Data for review: Begin

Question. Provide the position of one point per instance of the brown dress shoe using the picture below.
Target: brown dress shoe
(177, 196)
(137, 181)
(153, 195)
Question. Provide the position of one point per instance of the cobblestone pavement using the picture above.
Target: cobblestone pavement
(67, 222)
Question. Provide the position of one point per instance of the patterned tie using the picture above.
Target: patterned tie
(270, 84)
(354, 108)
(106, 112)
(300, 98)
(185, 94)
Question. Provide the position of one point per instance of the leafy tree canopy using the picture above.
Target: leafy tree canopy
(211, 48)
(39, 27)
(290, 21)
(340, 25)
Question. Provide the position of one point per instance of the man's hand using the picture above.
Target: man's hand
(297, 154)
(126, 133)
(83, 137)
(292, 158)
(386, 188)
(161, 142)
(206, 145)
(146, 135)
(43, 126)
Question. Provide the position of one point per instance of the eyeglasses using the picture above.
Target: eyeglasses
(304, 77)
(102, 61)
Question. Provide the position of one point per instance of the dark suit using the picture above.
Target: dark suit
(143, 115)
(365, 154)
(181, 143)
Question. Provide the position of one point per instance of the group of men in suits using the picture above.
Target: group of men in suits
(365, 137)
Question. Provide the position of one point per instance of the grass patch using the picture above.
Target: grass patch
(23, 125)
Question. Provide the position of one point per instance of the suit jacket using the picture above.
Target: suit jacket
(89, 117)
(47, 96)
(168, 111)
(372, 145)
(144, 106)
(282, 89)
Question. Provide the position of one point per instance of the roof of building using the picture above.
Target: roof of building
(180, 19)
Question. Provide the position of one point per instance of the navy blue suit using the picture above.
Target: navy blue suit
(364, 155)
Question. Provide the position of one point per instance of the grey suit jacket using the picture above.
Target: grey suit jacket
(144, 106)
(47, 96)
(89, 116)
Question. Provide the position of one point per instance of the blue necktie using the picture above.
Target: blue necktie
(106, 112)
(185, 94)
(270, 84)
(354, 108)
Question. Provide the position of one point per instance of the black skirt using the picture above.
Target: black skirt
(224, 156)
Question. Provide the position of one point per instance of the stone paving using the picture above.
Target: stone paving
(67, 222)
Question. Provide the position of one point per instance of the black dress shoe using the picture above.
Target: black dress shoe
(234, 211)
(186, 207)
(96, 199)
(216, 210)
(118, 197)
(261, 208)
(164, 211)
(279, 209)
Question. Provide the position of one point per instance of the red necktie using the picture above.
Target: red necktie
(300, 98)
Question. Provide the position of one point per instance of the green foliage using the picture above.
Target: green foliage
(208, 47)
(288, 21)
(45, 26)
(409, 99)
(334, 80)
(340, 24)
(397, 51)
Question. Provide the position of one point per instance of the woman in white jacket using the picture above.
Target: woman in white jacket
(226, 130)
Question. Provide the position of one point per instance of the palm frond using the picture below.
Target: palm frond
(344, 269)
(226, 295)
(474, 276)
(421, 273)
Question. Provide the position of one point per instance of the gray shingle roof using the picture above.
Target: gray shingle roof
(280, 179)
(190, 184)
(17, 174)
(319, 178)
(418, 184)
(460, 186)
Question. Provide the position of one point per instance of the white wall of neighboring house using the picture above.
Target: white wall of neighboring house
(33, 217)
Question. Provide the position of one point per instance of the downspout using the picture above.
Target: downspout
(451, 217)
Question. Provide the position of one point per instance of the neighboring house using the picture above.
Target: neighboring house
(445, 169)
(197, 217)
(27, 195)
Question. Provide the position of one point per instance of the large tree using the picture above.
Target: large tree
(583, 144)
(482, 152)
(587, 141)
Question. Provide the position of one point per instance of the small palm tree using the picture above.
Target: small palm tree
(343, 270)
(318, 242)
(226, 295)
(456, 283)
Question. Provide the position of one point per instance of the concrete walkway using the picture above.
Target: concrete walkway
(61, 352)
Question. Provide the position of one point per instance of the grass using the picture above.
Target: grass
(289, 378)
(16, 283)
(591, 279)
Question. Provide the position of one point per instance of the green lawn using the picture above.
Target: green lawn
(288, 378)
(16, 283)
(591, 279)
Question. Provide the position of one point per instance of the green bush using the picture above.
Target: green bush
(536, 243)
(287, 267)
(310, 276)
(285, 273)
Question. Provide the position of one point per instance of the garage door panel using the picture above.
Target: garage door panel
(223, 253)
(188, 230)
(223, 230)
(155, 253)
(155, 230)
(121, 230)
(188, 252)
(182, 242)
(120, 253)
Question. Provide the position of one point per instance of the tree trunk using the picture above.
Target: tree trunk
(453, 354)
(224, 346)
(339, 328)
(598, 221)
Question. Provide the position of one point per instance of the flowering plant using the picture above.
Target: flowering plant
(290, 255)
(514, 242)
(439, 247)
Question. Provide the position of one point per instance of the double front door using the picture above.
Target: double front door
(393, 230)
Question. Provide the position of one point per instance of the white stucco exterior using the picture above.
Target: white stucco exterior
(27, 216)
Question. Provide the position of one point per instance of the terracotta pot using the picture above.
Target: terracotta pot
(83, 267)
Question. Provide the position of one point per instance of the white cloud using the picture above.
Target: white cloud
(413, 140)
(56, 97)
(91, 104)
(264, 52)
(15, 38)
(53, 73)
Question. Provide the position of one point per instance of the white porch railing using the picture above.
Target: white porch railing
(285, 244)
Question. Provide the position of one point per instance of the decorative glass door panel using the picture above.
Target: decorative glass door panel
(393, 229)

Data for review: End

**Problem to solve**
A faithful, word-for-word transcript of the material above is the required answer.

**Solved exercise**
Question. Provide the position of one point per instance of the brown dress shoe using the picture below.
Target: brown dress shoe
(177, 196)
(137, 181)
(153, 195)
Question. Provide the position of one point per instance of the cobblestone pavement using the picture above.
Target: cobblestone pavement
(67, 222)
Question. Provide the position of one point per instance of the patterned tie using the picture above.
Target: patterned tie
(270, 84)
(354, 108)
(106, 112)
(300, 98)
(185, 94)
Question. Provide the position of one point per instance of the leafy tree canopy using the picture above.
Target: leafy tree canopy
(211, 48)
(39, 27)
(290, 21)
(340, 25)
Question. Provide the position of one point per instance of the man's hand using the picture above.
Target: man's hand
(297, 154)
(126, 133)
(83, 137)
(292, 158)
(386, 188)
(161, 142)
(206, 145)
(146, 135)
(43, 126)
Question. Provide the position of one point per instance of the eyeglasses using the picture above.
Target: eyeglasses
(304, 77)
(102, 61)
Question. Provide the position of one point per instance of the dark suit using the picture above.
Target: dark suit
(143, 115)
(365, 154)
(181, 143)
Question. Provide the position of one point per instance of the group of men in suits using the picture above.
Target: group of men in suits
(365, 137)
Question. Provide the position of one point per instance of the grass patch using the picture above.
Target: grass patch
(23, 125)
Question. Provide the position of one point per instance of the suit jacket using the picture above.
Target: suit jacket
(89, 117)
(47, 96)
(168, 111)
(372, 145)
(144, 106)
(282, 89)
Question. Provide the position of one point per instance of the roof of building using the picture above.
Target: roof of building
(180, 19)
Question. Provide the position of one point per instance of the navy blue suit using the picture above.
Target: navy blue suit
(364, 155)
Question. Provide the position of one point per instance of the grey suit jacket using the picture above.
Target: grey suit jacket
(144, 106)
(47, 96)
(89, 116)
Question. Provide the position of one point per instance of the blue necktie using the picture above.
Target: blue necktie
(106, 112)
(185, 94)
(270, 84)
(354, 108)
Question. Provide the position of one point per instance of the black skirt using the picture above.
Target: black skirt
(224, 156)
Question. Provide the position of one point per instance of the stone paving using the picture above.
Target: stone paving
(67, 222)
Question. Provide the position of one point per instance of the black dress shoe using the picture above.
Target: black dress shoe
(234, 211)
(186, 207)
(96, 199)
(216, 210)
(118, 197)
(261, 208)
(164, 211)
(279, 209)
Question. Provide the position of one point per instance of the red necktie using the picture above.
Target: red necktie
(300, 98)
Question. Provide the position of one point per instance of the green foliage using the picture above.
Target: green foliage
(208, 47)
(288, 21)
(45, 26)
(409, 99)
(334, 80)
(340, 24)
(397, 51)
Question. Provide the position of one point per instance of the woman in white jacket using the picture above.
Target: woman in white jacket
(226, 130)
Question. Provide the position of one point per instance of the palm frond using the picture below.
Target: palm frond
(344, 269)
(226, 295)
(474, 276)
(421, 273)
Question. Provide the position of one point per instance of the gray shingle roof using the picture above.
Target: gray shingle roof
(280, 179)
(190, 184)
(17, 174)
(319, 178)
(418, 184)
(460, 186)
Question. Provide the position of one point per instance of the white wall of neighboring house using the picture above.
Target: white wall of neighboring house
(33, 217)
Question. Provide the position of one point per instance of the downspout using the picture above.
Target: downspout
(451, 217)
Question. Provide the position of one point per instance of the neighboring house using the picture above.
Target: neighboring house
(445, 169)
(197, 217)
(27, 195)
Question. Provide the position of one point per instance of the large tree using the picture above.
Target: large tree
(583, 144)
(482, 152)
(587, 141)
Question. Provide the position of one point per instance of the small palm tree using the picture above.
Target: small palm tree
(343, 270)
(318, 242)
(226, 295)
(456, 283)
Question. Provide the position of one point per instance of the concrete walkway using the picture above.
Target: concrete walkway
(61, 352)
Question. Provide the position of one point per instance of the grass using the picture above.
Target: grass
(289, 378)
(16, 283)
(591, 279)
Question. Provide the position of one point per instance of the green lawn using the picture above.
Target: green lawn
(288, 378)
(16, 283)
(591, 279)
Question. Provide the position of one point per instance of the green bush using the picture above.
Target: green bush
(536, 243)
(287, 267)
(310, 276)
(285, 273)
Question. Provide the position of one point per instance of the garage door panel using the picture above.
Target: garage door panel
(223, 253)
(188, 230)
(223, 230)
(155, 253)
(155, 230)
(121, 230)
(188, 252)
(182, 242)
(120, 253)
Question. Provide the position of one point per instance of the tree trunk using the picture above.
Target: tree trunk
(453, 354)
(224, 346)
(339, 328)
(598, 221)
Question. Provide the position of one point per instance of the flowering plant using the picture above.
Target: flowering plant
(290, 255)
(514, 242)
(439, 247)
Question. Provide the position of one point per instance of the double front door using the picture above.
Target: double front door
(393, 230)
Question. Provide the position of one point per instance of the white stucco exterior using the picture above.
Target: white stucco exterior
(27, 216)
Question. Provide the position of one point per instance of the terracotta pot using the picture above.
Target: terracotta pot
(83, 267)
Question. Provide the position of one point per instance of the white cloud using the picture above.
Target: white cloud
(413, 140)
(56, 97)
(91, 104)
(264, 52)
(15, 38)
(53, 73)
Question. Provide the position of one point per instance of the white porch railing using the picture above.
Target: white porch railing
(285, 244)
Question. Provide the position of one point per instance of the decorative glass door panel using the picture above.
Target: decorative glass door panel
(393, 229)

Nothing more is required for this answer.